• READING TEXT:
━━━━━━━━━━━━━━━━
Positively, Peter says that men wrote the Bible “as they were moved by the Holy Ghost” (21). The Holy Spirit “moved” them, that is, guided, led, carried, or bore them along. A superior power took hold of and carried an inferior power and did so according to the wishes of the superior power. Those who were so carried were totally dependent on the superior power, just as a ship is carried by the superior power of a storm.
We must also realize that the men whom the Holy Spirit used to write were previously worked on by the Spirit. Prior to the Spirit’s using them to write the Scriptures, these men had been regenerated, and they were being sanctified by the Holy Spirit. They were “holy-of-God men.”
Further, the Holy Spirit worked in a special way to guide them so that they wrote His infallible Word, and not their own. As they were consciously writing, the Spirit was carrying them about, so that every word was what He would have them to write. This is inspiration. The Holy Spirit can therefore rightly be said to be the only Author of the Bible!
As a result, “we have a more sure word.” If the Bible were the word of man, then it would not be sure, reliable, and trustworthy. en
But the prophetic word is reliable. It is not man’s sophisticated myth. Nor does it have both divine and human elements in it. Nor is the Bible the church’s response to God. Then it would be fallible.
━━━━━━━━━━━━━━━━
• WHAT IS REQUIRED:
Can you repeat the passage on the Bible's inspiration, starting at "Further, the Holy" and ending after "of the Bible!", with "infallible" switched to "unerring"?

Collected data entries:
━━━━━━━━━━━━━━━━
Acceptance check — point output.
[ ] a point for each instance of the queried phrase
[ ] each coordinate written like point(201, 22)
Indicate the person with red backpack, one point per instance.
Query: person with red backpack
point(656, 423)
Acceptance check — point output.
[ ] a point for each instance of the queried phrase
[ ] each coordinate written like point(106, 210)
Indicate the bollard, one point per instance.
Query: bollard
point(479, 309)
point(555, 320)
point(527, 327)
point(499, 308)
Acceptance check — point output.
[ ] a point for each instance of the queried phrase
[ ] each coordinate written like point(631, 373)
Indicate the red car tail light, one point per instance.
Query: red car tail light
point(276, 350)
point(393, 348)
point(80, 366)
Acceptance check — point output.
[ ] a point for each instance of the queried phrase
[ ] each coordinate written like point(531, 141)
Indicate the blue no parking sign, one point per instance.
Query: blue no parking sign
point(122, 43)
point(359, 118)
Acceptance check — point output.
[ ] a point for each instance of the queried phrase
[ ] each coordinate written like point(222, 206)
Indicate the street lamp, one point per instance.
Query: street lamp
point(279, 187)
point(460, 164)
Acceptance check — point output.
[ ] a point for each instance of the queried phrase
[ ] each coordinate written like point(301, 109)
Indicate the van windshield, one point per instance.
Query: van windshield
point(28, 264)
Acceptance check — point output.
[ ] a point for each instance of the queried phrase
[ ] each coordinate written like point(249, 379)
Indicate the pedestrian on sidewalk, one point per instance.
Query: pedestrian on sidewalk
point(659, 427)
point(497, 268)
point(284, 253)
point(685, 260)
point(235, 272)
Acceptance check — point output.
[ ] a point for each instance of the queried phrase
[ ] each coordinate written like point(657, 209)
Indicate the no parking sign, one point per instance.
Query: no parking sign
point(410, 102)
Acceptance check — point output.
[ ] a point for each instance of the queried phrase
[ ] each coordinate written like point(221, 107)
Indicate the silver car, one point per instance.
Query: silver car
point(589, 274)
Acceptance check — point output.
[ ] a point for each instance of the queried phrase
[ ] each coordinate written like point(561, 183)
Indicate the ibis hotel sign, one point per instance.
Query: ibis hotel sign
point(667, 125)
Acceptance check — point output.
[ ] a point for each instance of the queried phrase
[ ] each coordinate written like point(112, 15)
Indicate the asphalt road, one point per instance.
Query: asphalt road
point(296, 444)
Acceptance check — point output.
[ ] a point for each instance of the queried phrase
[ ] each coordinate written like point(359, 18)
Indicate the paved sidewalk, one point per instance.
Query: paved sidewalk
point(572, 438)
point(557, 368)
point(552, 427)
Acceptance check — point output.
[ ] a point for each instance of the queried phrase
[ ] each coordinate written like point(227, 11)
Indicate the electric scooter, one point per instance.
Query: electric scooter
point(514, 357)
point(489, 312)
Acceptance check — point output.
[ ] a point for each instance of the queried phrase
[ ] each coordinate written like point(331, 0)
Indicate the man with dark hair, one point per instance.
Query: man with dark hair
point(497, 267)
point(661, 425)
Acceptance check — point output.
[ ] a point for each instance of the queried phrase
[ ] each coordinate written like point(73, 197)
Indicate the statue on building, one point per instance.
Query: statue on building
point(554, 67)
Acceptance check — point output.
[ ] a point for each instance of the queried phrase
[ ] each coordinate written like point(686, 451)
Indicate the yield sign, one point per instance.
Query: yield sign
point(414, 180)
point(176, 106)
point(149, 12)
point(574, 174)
━━━━━━━━━━━━━━━━
• RESPONSE TO THE TASK:
Further, the Holy Spirit worked in a special way to guide them so that they wrote His unerring Word, and not their own. As they were consciously writing, the Spirit was carrying them about, so that every word was what He would have them to write. This is inspiration. The Holy Spirit can therefore rightly be said to be the only Author of the Bible!